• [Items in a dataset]
______

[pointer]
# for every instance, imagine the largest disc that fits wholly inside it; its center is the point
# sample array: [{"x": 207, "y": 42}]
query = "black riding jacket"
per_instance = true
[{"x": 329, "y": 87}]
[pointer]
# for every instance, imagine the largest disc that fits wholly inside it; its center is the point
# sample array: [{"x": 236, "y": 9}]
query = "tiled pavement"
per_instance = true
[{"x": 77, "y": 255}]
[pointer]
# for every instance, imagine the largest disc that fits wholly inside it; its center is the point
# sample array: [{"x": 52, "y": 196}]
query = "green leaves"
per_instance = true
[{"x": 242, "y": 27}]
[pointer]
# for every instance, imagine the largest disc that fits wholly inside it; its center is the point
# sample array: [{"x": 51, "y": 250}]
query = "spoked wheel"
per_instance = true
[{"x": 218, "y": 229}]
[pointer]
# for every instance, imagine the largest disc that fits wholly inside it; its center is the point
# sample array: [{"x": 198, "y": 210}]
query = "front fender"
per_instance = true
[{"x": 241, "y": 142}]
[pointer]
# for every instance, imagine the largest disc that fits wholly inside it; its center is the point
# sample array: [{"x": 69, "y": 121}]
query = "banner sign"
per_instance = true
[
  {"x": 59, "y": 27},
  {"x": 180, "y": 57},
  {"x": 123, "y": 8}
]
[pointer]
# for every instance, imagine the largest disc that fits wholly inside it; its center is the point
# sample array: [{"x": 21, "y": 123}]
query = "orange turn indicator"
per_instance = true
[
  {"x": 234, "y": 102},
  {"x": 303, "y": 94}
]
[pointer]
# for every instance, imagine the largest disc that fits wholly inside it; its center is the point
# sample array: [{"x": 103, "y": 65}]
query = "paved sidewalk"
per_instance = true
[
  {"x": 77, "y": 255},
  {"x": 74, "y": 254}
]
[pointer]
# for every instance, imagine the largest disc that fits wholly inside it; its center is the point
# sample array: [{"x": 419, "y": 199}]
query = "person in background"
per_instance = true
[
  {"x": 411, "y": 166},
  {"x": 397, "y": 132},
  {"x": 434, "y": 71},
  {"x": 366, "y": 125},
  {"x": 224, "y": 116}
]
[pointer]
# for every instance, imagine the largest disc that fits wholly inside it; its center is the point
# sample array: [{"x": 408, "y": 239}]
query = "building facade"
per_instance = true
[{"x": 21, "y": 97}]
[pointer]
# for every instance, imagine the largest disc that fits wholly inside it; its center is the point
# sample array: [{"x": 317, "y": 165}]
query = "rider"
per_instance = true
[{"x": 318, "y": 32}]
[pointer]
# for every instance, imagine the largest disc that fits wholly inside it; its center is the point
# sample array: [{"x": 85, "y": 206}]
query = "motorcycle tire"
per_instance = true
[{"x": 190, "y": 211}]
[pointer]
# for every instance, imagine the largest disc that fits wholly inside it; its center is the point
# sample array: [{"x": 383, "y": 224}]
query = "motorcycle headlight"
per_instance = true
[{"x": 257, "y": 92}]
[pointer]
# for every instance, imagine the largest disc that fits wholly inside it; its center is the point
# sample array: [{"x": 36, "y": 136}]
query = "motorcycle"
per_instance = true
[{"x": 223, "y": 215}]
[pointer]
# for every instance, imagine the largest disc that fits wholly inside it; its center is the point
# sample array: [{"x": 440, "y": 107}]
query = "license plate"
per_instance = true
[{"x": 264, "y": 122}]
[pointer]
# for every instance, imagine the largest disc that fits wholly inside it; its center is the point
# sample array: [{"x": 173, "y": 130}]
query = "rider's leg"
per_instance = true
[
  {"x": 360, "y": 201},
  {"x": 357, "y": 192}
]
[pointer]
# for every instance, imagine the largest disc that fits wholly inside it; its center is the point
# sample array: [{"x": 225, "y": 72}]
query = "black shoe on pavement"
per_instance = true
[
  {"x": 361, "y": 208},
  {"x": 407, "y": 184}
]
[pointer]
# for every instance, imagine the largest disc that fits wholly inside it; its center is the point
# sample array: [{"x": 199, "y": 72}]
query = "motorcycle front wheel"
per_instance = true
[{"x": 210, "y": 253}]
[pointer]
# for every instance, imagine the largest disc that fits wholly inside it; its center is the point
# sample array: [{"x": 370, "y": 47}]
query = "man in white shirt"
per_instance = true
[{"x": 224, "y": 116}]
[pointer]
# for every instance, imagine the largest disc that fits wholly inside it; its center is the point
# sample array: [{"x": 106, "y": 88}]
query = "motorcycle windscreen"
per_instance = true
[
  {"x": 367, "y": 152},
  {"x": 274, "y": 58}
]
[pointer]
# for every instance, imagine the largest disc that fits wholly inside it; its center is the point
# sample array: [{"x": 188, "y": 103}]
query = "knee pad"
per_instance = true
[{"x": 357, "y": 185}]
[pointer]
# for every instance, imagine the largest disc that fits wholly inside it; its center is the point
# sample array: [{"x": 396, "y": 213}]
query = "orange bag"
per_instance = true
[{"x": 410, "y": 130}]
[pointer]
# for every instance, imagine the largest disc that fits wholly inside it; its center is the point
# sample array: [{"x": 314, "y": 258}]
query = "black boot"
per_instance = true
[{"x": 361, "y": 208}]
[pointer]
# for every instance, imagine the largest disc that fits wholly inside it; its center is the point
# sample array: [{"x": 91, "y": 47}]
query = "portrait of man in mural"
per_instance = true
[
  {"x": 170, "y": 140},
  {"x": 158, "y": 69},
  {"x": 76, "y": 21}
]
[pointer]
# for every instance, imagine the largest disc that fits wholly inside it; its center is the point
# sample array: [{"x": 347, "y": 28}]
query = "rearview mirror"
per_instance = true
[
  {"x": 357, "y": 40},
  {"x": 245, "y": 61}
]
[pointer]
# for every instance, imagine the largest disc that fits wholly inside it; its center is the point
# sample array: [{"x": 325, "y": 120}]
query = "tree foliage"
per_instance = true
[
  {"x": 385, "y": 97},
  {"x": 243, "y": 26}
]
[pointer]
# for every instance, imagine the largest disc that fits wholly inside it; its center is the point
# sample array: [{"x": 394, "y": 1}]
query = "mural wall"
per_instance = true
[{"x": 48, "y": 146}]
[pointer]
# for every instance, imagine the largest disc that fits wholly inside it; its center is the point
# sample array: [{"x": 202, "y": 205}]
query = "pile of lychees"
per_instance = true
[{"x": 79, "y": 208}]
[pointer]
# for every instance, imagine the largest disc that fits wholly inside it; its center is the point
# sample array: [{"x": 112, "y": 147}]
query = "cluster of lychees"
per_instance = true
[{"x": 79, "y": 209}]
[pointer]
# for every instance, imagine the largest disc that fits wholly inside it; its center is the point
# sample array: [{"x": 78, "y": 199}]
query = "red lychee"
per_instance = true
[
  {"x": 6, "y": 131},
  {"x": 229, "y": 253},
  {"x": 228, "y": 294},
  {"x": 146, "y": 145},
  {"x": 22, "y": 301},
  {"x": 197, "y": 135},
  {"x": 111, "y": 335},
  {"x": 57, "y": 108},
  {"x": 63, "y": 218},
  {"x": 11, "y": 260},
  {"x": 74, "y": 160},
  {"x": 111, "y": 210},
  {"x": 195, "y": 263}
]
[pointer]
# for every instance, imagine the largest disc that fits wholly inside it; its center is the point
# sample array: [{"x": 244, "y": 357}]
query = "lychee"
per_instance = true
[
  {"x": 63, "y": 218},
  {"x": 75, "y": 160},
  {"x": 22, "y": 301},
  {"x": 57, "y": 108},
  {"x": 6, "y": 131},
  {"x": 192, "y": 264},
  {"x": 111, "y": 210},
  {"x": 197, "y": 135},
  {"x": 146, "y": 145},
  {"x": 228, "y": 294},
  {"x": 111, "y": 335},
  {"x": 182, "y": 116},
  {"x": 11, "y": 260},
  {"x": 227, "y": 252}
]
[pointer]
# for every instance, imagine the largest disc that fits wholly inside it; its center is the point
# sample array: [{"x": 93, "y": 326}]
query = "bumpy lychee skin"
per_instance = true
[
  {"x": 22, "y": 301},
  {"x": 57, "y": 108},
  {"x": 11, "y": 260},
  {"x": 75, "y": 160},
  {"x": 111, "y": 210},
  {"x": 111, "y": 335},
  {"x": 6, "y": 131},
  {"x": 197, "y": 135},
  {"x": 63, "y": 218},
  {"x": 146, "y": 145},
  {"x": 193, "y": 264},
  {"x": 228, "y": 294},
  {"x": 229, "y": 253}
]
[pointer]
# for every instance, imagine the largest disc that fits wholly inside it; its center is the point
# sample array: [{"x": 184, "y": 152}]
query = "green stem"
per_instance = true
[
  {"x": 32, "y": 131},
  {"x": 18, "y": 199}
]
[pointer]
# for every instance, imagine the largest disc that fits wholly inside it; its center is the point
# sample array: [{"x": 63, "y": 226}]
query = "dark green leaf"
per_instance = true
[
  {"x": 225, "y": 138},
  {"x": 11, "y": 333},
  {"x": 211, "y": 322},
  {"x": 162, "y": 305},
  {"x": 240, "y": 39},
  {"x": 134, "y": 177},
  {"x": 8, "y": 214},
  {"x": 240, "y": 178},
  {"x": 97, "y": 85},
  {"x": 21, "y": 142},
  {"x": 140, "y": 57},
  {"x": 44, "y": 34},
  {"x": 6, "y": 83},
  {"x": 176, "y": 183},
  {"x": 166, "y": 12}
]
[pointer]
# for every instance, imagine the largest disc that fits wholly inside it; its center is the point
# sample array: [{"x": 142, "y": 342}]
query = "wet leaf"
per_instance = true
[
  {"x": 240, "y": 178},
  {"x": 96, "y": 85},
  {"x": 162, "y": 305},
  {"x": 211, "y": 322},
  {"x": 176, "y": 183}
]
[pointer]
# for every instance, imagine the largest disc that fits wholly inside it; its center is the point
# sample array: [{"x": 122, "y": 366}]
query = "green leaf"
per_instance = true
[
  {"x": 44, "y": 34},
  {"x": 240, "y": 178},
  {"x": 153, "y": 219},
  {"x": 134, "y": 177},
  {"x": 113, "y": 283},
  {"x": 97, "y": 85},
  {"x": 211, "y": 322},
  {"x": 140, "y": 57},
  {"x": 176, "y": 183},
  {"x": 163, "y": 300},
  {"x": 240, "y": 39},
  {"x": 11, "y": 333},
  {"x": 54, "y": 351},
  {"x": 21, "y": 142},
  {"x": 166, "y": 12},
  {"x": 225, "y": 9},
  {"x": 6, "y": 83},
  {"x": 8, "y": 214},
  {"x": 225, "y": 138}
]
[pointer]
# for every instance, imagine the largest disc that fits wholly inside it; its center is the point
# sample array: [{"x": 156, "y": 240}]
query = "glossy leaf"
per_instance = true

______

• [Stated goal]
Count the lines of the material above that contain the string "green". Reply with the number alone.

• [Task output]
4